Study text:
<<<<

American trade unionist

David Sullivan (May 7, 1904 - January 23, 1976) was an American labor leader and president of the Building Service Employees International Union (BSEIU), the precursor to the Service Employees International Union, from 1960 to 1971.

==Early life==
Sullivan was born in Cork, Ireland, on May 7, 1904, to Stephen and Margaret (Fouhy) O'Sullivan. He attended public school, but abandoned his education during high school. His brother Michael was a member of the Cork First Battalion of the IRA and was shot dead along with five other IRA Volunteers by British Crown Forces during the Irish War of Independence on 23 March 1921. David O'Sullivan and his brother Thomas emigrated to the United States in 1925, settling in New York City. Sullivan became a naturalized citizen in 1932. In 1930, Sullivan married the former Kathleen Connaire. The couple had five children.

==Rise within Local 32B==
Shortly after arriving in New York City, Sullivan took a job as an elevator operator. On April 19, 1934, BSEIU Local 32B was founded under the leadership of James Bambrick, who would become its first president. Sullivan became a charter member of the new union, and participated in strikes in 1934 and 1935.

Sullivan allied himself with George Scalise, president of a small BSEIU local of window washers and the international union's representative for the East Coast. When BSEIU president Jerry Horan died in April 1937, Scalise was elected BSEIU president with the assistance of the Chicago mob and Luciano crime family mobster Anthony Carfano. Scalise used his office to gain control over Local 32B and in 1938 engineered Sullivan's election as secretary-treasurer. Sullivan and another officer stuffed the ballot box to ensure victory. In 1940, Scalise was convicted of bribery, embezzlement and labor racketeering, and imprisoned. Local 1 president William McFetridge was elected BSEIU president. Despite Sullivan's close relationship with Scalise, President McFetridge voiced total confidence in Sullivan's honesty.

On April 25, 1941, Local 32B President James Bambrick admitted that he had stolen $10,000 in union funds. Although Bambrick accused Sullivan of being the real leader of the union (through his ties to Scalise), Sullivan adamantly denied any wrongdoing. Bambrick resigned as union president, and Sullivan succeeded him as interim president on June 19, 1941. Sullivan won a full term as president on September 18.

>>>>

Work to complete:
Rewrite the Sullivan biography starting at the words "David Sullivan (May" and ending after "1960 to 1971.", putting "union official" in place of "labor leader". The rows below have no connection to the Sullivan biography.

Data extract:
<<<<

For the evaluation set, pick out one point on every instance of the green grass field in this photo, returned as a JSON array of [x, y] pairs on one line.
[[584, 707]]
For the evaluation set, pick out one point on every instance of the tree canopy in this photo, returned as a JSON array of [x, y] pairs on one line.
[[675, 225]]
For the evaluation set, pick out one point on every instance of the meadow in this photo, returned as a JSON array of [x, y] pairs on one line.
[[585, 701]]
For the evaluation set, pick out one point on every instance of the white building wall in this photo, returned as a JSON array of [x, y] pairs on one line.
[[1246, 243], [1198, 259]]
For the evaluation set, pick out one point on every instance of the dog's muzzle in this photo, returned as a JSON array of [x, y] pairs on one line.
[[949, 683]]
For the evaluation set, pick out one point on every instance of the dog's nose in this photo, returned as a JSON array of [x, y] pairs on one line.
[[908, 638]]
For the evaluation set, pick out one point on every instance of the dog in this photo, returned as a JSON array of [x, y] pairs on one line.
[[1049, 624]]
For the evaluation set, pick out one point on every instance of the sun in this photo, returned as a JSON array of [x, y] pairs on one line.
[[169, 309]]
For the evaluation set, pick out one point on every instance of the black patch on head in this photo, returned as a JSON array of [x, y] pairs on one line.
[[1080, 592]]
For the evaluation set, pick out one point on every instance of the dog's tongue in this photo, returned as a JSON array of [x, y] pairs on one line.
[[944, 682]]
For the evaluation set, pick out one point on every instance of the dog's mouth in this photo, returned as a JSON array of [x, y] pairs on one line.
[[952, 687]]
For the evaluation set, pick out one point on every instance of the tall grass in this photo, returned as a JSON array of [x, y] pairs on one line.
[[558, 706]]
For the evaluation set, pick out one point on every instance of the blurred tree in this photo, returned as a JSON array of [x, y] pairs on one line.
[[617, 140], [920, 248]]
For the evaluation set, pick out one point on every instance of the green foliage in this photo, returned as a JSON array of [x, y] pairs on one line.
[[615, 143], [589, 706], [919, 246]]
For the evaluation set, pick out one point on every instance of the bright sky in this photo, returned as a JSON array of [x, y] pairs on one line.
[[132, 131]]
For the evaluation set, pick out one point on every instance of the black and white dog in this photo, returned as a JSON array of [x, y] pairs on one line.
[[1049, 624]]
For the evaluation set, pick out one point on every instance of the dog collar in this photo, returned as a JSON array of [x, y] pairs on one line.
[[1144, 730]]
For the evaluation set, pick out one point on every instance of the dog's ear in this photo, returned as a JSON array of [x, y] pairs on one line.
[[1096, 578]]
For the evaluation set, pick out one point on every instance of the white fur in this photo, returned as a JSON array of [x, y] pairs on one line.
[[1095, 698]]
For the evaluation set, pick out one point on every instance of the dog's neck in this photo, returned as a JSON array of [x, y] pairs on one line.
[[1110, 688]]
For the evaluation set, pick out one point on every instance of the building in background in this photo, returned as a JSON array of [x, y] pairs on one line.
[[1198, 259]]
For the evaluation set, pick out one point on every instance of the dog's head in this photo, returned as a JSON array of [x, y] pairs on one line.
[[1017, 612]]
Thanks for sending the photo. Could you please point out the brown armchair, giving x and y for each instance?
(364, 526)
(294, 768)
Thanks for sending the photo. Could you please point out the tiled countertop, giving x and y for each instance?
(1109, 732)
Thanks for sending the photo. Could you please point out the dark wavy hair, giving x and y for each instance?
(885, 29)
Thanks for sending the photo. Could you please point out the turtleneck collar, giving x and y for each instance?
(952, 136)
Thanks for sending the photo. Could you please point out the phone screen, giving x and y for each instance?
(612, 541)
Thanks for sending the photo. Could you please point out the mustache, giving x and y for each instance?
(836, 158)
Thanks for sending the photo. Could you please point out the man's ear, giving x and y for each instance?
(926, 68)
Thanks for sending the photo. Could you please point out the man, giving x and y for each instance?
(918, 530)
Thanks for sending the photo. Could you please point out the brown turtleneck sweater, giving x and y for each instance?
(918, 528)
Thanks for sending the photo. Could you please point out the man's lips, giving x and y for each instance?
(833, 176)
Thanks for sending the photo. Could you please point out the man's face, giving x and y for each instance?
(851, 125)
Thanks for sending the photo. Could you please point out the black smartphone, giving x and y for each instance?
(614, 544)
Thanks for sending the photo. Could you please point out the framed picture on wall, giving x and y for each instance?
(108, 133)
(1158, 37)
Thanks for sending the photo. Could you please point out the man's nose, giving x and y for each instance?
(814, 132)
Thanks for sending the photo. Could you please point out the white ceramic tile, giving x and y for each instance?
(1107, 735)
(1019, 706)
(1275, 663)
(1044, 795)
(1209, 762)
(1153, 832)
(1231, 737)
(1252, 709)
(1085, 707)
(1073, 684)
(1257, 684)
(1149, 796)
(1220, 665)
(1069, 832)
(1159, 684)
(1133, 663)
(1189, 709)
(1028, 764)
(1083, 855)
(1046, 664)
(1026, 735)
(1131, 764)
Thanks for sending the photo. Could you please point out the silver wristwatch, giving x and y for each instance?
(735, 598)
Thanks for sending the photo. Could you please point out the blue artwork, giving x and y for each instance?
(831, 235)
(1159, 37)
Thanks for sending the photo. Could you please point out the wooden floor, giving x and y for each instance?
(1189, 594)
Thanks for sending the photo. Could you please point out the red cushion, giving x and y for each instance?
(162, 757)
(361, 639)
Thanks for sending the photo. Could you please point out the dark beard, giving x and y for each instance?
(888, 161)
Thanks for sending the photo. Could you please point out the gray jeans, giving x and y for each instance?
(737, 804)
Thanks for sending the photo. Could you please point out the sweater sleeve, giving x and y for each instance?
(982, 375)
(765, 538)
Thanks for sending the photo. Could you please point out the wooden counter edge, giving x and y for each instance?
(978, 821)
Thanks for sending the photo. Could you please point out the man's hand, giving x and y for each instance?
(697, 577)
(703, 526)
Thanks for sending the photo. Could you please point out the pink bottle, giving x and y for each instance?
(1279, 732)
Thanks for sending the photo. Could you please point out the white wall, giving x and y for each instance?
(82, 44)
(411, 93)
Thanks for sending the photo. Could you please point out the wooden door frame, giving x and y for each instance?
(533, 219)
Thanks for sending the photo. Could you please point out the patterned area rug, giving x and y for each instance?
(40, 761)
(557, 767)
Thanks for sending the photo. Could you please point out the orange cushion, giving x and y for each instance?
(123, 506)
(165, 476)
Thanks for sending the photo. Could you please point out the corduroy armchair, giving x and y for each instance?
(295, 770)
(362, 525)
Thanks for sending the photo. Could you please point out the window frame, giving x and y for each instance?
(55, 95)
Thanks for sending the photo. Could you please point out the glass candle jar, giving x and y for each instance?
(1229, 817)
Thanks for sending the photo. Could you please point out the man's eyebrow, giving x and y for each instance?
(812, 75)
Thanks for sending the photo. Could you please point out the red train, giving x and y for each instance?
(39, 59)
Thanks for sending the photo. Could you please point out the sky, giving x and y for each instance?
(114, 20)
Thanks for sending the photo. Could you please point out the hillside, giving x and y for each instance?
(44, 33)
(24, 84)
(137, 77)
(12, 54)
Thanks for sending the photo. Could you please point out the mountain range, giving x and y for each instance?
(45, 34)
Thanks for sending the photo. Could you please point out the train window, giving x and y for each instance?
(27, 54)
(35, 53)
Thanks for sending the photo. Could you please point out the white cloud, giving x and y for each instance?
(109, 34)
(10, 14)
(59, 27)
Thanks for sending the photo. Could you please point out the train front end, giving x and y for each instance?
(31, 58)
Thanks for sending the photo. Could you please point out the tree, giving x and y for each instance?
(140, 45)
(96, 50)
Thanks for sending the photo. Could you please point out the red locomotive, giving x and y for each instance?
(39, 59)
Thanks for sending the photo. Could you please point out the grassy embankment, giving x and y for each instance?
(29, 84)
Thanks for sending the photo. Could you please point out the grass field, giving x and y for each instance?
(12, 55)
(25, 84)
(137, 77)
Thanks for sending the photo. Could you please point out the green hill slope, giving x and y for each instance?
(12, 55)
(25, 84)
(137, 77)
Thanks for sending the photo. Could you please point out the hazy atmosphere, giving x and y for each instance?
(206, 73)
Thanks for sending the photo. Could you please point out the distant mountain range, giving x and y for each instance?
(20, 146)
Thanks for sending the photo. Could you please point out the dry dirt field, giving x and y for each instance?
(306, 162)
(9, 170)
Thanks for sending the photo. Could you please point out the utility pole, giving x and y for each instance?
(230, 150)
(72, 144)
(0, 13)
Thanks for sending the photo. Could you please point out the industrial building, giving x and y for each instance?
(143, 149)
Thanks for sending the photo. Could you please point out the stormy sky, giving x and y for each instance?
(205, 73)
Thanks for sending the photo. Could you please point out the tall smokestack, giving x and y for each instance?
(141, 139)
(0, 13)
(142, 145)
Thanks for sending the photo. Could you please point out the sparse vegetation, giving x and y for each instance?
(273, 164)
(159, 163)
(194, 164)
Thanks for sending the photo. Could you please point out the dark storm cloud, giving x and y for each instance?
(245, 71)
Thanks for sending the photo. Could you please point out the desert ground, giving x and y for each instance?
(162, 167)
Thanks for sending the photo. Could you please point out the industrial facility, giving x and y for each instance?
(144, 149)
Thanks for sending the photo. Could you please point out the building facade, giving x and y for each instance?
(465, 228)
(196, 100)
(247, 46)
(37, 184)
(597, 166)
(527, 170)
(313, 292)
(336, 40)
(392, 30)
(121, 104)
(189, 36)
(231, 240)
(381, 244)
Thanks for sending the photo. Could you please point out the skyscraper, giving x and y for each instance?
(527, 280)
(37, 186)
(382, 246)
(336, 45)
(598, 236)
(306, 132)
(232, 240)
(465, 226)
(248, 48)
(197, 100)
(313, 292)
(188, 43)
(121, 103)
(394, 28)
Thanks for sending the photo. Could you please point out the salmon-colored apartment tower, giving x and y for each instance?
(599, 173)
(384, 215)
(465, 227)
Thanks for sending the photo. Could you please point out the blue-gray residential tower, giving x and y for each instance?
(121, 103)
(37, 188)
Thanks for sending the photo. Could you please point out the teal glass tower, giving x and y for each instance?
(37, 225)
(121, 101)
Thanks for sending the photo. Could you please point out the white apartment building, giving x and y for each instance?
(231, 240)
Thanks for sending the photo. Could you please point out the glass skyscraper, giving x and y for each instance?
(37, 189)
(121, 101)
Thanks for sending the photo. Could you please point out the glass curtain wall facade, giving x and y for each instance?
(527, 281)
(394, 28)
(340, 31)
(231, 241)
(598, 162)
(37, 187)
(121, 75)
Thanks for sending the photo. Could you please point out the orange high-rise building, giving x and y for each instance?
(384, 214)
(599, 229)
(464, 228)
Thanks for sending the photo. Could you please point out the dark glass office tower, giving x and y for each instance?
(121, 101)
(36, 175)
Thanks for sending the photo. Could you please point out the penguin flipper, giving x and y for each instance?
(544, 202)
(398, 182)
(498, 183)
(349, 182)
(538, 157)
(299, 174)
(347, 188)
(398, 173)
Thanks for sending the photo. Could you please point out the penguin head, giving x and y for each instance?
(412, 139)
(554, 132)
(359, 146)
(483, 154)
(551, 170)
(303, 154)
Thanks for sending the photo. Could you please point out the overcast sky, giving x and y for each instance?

>>>>

Written answer:
David Sullivan (May 7, 1904 - January 23, 1976) was an American union official and president of the Building Service Employees International Union (BSEIU), the precursor to the Service Employees International Union, from 1960 to 1971.